(Given request):
Please write out the complete listing that follows, exactly as it reads.

(Records):

begin

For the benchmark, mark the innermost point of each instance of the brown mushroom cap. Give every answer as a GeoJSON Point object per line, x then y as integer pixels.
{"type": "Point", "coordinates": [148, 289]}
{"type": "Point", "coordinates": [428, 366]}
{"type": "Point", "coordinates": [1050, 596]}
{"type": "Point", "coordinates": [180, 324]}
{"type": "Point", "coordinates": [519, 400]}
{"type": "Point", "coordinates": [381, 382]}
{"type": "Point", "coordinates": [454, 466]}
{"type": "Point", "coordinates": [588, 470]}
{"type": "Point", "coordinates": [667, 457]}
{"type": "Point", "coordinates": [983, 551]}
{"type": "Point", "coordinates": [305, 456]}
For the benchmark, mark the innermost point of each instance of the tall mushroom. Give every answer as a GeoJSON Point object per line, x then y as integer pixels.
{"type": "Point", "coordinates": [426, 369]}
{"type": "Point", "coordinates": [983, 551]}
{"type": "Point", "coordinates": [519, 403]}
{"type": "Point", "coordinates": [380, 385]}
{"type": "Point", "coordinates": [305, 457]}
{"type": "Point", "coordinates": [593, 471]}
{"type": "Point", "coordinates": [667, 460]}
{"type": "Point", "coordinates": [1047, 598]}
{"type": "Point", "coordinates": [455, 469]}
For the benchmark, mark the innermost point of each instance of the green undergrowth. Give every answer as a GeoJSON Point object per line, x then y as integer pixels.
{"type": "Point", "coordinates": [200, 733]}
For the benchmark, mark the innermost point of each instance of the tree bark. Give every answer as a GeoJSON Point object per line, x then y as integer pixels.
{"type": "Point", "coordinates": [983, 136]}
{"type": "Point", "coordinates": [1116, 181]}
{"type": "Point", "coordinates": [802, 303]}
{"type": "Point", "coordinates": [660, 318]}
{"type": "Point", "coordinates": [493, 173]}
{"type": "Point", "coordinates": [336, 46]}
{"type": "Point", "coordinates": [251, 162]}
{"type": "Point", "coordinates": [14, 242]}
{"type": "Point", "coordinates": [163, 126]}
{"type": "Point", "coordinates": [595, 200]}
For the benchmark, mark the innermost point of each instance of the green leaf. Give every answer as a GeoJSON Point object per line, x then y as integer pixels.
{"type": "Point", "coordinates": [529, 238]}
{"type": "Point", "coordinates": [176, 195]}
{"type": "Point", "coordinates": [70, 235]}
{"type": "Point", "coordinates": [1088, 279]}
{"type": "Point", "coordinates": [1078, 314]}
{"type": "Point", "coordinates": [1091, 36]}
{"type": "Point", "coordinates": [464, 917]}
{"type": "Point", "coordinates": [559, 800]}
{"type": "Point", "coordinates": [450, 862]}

end

(Response to the exercise):
For the benchmark, mark the innermost point of each instance of the brown mushroom cap. Give every answer as a GeoJSON Point object per line, x then y as integer pixels.
{"type": "Point", "coordinates": [148, 289]}
{"type": "Point", "coordinates": [428, 366]}
{"type": "Point", "coordinates": [1050, 596]}
{"type": "Point", "coordinates": [180, 324]}
{"type": "Point", "coordinates": [519, 400]}
{"type": "Point", "coordinates": [381, 382]}
{"type": "Point", "coordinates": [454, 466]}
{"type": "Point", "coordinates": [588, 470]}
{"type": "Point", "coordinates": [667, 457]}
{"type": "Point", "coordinates": [983, 551]}
{"type": "Point", "coordinates": [305, 456]}
For the benchmark, mark the innermost point of each instance of the tall mushroom. Give every answer as a GeoJSON Point object per line, x then y as integer pixels.
{"type": "Point", "coordinates": [426, 369]}
{"type": "Point", "coordinates": [983, 551]}
{"type": "Point", "coordinates": [519, 403]}
{"type": "Point", "coordinates": [380, 385]}
{"type": "Point", "coordinates": [305, 457]}
{"type": "Point", "coordinates": [593, 471]}
{"type": "Point", "coordinates": [667, 460]}
{"type": "Point", "coordinates": [1047, 598]}
{"type": "Point", "coordinates": [455, 469]}
For the benchmark, mark the innermost point of each instance of the green undergrowth. Give every answer as a GeoJSON Point object per line, x then y as integer pixels.
{"type": "Point", "coordinates": [200, 733]}
For the benchmark, mark the innermost point of each instance of the tree bark. Give every answer as a GeoJSON Point object per line, x then y as integer pixels.
{"type": "Point", "coordinates": [983, 136]}
{"type": "Point", "coordinates": [1116, 181]}
{"type": "Point", "coordinates": [802, 303]}
{"type": "Point", "coordinates": [660, 318]}
{"type": "Point", "coordinates": [493, 173]}
{"type": "Point", "coordinates": [336, 46]}
{"type": "Point", "coordinates": [251, 162]}
{"type": "Point", "coordinates": [14, 242]}
{"type": "Point", "coordinates": [163, 126]}
{"type": "Point", "coordinates": [595, 200]}
For the benchmark, mark the innermost point of each instance of the green leaf. Give every answer as a GeoJSON Point object per line, x then y as integer pixels.
{"type": "Point", "coordinates": [529, 238]}
{"type": "Point", "coordinates": [176, 195]}
{"type": "Point", "coordinates": [70, 235]}
{"type": "Point", "coordinates": [1088, 279]}
{"type": "Point", "coordinates": [1078, 314]}
{"type": "Point", "coordinates": [1091, 36]}
{"type": "Point", "coordinates": [464, 917]}
{"type": "Point", "coordinates": [559, 800]}
{"type": "Point", "coordinates": [450, 862]}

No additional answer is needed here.